Data for review:

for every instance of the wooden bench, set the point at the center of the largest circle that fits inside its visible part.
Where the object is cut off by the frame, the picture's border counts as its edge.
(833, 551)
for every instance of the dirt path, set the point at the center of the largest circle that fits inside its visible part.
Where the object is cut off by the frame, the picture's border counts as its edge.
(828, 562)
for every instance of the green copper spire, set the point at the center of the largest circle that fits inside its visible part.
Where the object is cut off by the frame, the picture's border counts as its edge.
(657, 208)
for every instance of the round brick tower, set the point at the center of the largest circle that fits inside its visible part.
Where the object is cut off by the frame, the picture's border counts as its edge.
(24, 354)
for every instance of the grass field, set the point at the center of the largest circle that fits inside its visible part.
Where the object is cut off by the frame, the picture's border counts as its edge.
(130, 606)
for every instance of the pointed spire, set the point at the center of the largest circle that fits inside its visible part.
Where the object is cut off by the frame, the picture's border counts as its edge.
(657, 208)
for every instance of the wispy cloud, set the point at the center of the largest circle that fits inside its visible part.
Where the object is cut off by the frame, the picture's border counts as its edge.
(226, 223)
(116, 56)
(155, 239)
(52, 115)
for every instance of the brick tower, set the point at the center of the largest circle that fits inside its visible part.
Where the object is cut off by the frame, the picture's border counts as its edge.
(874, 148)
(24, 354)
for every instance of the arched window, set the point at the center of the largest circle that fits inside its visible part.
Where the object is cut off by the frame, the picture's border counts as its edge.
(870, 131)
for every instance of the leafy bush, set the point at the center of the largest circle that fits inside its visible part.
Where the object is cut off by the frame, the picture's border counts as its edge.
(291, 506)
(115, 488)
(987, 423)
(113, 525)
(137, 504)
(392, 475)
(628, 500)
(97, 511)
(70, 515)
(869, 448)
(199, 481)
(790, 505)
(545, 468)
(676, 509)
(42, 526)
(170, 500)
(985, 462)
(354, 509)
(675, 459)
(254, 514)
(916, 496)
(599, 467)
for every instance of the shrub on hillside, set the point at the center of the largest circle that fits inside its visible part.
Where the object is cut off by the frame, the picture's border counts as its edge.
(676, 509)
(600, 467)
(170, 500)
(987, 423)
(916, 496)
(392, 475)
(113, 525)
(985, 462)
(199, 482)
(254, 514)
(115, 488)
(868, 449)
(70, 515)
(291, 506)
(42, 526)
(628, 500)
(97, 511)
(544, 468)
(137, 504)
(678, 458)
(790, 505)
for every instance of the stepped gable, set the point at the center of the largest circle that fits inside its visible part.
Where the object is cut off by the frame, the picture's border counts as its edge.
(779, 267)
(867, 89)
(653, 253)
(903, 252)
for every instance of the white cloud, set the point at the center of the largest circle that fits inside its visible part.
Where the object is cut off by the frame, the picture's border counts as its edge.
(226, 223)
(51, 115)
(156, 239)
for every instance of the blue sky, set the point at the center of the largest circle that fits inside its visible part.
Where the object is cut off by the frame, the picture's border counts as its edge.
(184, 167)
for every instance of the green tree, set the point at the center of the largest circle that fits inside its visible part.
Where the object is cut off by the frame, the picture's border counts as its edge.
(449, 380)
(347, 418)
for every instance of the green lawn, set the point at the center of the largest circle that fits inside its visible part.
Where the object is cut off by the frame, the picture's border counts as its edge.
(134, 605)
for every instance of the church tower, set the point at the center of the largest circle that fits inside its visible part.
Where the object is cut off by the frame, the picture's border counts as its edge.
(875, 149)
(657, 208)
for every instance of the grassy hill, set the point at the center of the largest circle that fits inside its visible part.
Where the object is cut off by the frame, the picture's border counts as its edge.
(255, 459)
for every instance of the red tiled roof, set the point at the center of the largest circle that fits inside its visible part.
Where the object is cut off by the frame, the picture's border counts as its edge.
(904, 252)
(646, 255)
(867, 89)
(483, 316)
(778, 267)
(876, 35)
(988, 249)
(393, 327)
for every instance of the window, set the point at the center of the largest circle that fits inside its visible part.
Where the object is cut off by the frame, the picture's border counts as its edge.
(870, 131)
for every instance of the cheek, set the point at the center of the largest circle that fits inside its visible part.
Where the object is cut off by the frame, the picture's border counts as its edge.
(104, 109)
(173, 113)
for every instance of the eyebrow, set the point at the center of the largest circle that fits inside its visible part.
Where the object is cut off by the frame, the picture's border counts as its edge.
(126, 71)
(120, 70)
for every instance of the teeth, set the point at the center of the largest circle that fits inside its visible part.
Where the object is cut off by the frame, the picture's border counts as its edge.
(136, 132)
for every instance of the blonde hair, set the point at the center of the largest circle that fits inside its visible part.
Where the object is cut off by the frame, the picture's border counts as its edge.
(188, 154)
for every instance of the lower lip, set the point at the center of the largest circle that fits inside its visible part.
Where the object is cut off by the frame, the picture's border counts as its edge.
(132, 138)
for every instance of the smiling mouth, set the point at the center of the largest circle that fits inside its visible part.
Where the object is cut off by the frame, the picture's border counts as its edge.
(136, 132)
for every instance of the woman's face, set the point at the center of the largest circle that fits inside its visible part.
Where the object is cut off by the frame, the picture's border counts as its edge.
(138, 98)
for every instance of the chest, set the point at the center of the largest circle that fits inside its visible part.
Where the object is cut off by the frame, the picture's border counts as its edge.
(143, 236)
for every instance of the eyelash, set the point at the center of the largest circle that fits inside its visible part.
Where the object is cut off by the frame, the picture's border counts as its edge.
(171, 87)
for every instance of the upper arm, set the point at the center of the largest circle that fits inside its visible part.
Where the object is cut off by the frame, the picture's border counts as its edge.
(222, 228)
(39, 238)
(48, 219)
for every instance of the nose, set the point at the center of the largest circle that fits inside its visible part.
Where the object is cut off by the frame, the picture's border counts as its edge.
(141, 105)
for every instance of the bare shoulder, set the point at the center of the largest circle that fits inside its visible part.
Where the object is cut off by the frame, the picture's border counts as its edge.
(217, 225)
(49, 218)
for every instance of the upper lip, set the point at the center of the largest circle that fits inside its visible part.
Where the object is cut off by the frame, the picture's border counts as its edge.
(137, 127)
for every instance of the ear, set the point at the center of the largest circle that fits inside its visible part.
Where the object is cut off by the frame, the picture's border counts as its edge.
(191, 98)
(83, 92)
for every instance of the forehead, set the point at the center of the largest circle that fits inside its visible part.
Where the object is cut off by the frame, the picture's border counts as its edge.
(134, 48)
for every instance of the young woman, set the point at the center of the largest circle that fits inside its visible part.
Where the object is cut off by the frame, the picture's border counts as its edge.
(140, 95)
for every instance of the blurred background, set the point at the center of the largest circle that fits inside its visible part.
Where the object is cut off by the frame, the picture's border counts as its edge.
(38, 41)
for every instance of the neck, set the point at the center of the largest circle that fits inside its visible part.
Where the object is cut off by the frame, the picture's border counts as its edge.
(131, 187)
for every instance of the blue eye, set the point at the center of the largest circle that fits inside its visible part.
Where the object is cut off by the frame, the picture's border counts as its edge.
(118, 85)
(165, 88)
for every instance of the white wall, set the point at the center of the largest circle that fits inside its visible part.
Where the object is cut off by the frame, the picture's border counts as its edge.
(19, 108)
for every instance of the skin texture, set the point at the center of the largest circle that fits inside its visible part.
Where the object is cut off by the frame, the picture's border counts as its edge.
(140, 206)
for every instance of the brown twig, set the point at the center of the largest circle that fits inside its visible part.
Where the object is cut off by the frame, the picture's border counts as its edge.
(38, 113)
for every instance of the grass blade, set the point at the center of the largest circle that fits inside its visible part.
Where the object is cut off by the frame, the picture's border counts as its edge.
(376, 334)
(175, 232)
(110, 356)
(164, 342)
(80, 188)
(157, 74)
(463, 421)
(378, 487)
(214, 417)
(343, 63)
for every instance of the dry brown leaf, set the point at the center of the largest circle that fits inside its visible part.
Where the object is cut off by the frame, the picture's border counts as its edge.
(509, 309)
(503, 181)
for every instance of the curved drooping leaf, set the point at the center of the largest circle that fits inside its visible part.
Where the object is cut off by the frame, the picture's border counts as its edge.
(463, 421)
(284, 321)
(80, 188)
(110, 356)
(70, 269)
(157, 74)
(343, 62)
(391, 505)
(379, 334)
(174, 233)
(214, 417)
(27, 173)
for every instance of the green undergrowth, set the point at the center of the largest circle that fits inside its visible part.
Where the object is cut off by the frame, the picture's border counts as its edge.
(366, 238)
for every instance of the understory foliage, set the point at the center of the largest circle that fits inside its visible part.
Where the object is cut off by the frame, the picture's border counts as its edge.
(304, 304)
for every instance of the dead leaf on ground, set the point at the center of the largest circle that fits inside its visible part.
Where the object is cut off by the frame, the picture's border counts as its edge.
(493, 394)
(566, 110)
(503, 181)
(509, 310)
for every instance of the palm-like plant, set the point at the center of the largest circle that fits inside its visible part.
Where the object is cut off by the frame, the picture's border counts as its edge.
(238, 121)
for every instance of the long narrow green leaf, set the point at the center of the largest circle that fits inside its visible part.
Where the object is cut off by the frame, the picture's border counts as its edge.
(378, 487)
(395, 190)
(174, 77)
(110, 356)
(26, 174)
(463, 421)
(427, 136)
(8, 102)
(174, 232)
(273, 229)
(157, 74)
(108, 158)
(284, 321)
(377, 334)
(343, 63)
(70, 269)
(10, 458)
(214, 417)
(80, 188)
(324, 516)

What the task asks: Please say how many lines of the listing hold the string "brown", answering with the number alone.

Completed exercise: 2